■ WORK TO DO:
Please print, character for character, the lines of the entries below, starting with the line that contains "of the wooden" and going on through the line that contains "<point>72,37</point>", both ends included. Print no other lines.

■ SUPPLIED RECORDS:
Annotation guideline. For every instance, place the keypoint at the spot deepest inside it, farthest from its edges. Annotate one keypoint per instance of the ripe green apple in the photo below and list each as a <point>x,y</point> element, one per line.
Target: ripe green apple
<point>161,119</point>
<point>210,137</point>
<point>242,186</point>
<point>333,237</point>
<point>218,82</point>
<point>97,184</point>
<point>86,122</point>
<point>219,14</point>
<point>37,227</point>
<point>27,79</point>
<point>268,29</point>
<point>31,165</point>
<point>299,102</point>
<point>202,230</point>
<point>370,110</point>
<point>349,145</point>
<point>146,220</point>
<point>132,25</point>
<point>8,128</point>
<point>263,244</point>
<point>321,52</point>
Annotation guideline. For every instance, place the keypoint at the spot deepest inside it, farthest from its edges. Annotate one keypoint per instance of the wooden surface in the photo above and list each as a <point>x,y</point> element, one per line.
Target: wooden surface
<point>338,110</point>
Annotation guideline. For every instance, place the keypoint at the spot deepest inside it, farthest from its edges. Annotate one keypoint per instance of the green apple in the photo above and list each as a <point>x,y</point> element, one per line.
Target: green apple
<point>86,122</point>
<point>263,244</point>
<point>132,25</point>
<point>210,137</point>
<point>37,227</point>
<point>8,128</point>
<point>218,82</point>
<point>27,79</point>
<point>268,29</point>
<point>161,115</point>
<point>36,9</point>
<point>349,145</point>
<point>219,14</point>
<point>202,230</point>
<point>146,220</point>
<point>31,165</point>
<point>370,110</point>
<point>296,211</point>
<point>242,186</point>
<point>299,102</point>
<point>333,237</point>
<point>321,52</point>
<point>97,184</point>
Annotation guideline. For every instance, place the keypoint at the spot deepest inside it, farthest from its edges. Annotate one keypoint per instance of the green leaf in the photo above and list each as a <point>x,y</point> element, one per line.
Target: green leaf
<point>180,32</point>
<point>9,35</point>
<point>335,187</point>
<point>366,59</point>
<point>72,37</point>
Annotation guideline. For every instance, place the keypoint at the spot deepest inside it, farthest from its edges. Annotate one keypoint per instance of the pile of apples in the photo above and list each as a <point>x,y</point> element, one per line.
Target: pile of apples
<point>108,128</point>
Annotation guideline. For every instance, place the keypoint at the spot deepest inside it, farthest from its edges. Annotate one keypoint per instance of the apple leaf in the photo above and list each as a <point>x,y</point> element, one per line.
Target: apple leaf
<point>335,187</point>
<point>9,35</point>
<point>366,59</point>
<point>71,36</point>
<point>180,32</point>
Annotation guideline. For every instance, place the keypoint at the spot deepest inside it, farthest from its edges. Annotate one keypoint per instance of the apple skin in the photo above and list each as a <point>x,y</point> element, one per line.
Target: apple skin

■ THE COMPLETED TASK:
Annotation guideline. For every instance, place the keypoint at the spot deepest inside it, farthest from its edges. Annotate one keypoint per instance of the wooden surface in the photo above and list each as a <point>x,y</point> element, one per line.
Target: wooden surface
<point>338,110</point>
Annotation guideline. For every instance, place the keypoint at the spot deepest inside it, farthest from its edges. Annotate one keypoint per instance of the green apple in the photo above and list each as a <point>x,y</point> element, one per line.
Target: green apple
<point>86,122</point>
<point>263,244</point>
<point>132,25</point>
<point>210,137</point>
<point>37,227</point>
<point>8,128</point>
<point>218,82</point>
<point>27,79</point>
<point>268,29</point>
<point>161,115</point>
<point>36,9</point>
<point>349,145</point>
<point>219,14</point>
<point>202,230</point>
<point>146,220</point>
<point>31,165</point>
<point>370,110</point>
<point>296,211</point>
<point>242,186</point>
<point>299,102</point>
<point>333,237</point>
<point>321,52</point>
<point>97,184</point>
Annotation guideline. For every instance, place the keypoint at the spot deepest inside it, farthest from its edges. Annotate one keypoint per instance of the green leaf in the photo above and list each as a <point>x,y</point> element, one per line.
Target: green leaf
<point>180,32</point>
<point>9,35</point>
<point>335,187</point>
<point>366,59</point>
<point>72,37</point>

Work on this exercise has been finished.